Data supplied |
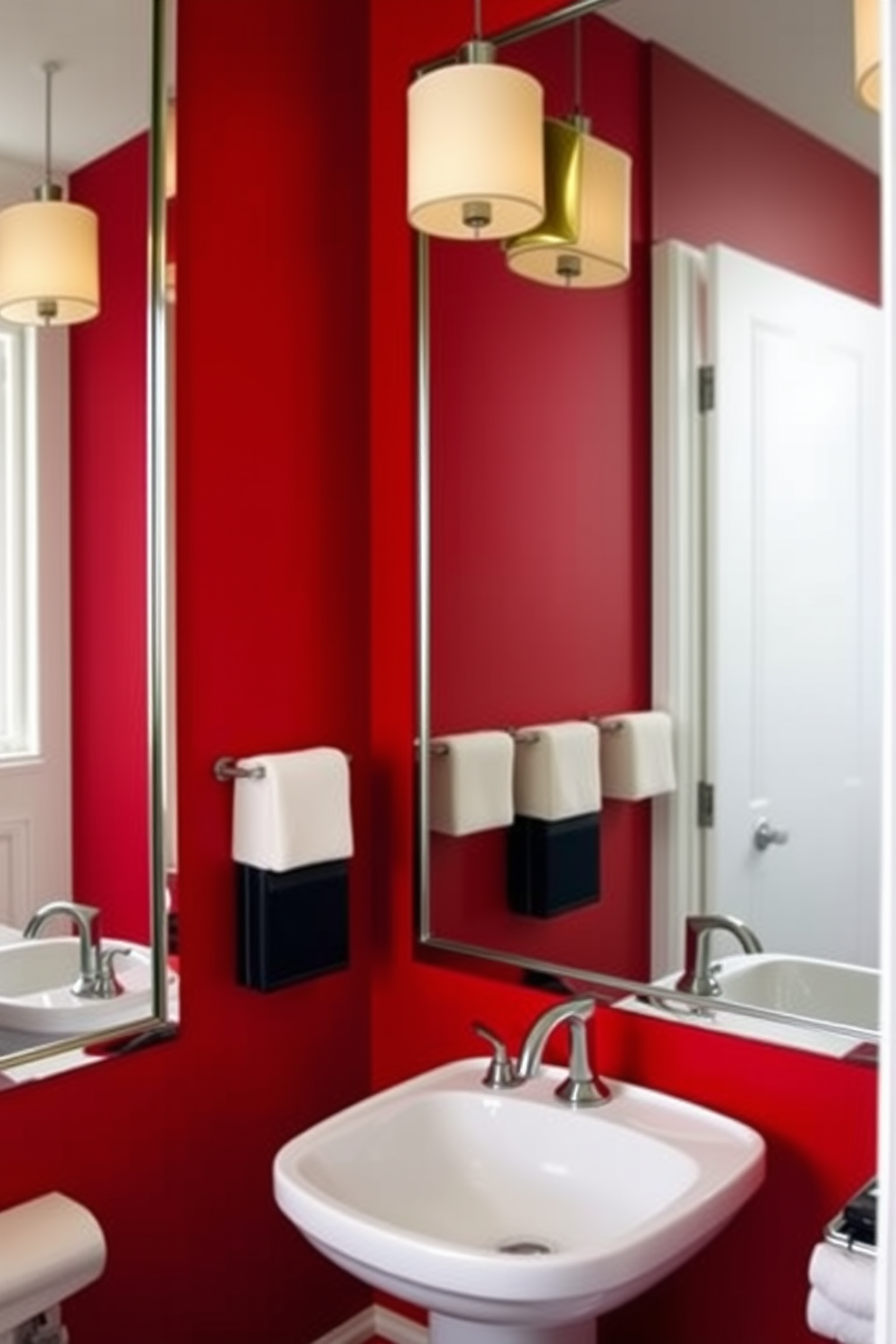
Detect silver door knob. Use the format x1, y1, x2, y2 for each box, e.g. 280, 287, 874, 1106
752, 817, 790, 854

---

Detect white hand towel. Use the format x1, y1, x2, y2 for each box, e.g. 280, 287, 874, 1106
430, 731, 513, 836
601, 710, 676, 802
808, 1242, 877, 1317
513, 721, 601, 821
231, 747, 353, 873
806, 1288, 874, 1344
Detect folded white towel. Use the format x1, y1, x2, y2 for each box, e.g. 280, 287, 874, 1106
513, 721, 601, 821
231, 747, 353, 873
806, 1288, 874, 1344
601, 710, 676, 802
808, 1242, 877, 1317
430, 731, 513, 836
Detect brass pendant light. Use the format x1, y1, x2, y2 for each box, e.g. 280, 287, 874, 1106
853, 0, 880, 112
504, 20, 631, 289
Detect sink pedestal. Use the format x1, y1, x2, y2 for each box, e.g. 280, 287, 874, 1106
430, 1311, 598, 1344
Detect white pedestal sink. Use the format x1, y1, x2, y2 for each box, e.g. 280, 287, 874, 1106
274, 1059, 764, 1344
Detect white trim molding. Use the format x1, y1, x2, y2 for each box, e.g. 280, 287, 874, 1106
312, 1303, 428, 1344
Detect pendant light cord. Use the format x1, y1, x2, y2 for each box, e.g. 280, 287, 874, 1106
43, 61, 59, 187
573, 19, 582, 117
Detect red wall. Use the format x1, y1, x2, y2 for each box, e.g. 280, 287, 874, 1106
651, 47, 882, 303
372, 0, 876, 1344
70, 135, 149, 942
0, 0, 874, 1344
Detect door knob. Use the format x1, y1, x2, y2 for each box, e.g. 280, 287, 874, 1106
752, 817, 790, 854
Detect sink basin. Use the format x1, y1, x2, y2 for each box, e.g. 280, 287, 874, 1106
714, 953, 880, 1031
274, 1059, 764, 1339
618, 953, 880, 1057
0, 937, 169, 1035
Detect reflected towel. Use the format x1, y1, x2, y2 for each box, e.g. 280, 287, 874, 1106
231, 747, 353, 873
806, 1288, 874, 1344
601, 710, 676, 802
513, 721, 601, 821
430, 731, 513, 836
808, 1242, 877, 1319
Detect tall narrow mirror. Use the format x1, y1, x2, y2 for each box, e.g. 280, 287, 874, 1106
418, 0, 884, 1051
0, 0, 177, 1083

What you should do | In the stretch of the records that opens with the line containing "Detect tall narrow" and closes with the line containing "0, 0, 177, 1083", rename "mirror" to "looking glass". Give back only those lines, with nothing else changed.

Correct output |
Detect tall narrow looking glass. Use the format x1, y1, x2, y2 for each box, e.g. 280, 287, 874, 1106
418, 0, 884, 1051
0, 0, 177, 1083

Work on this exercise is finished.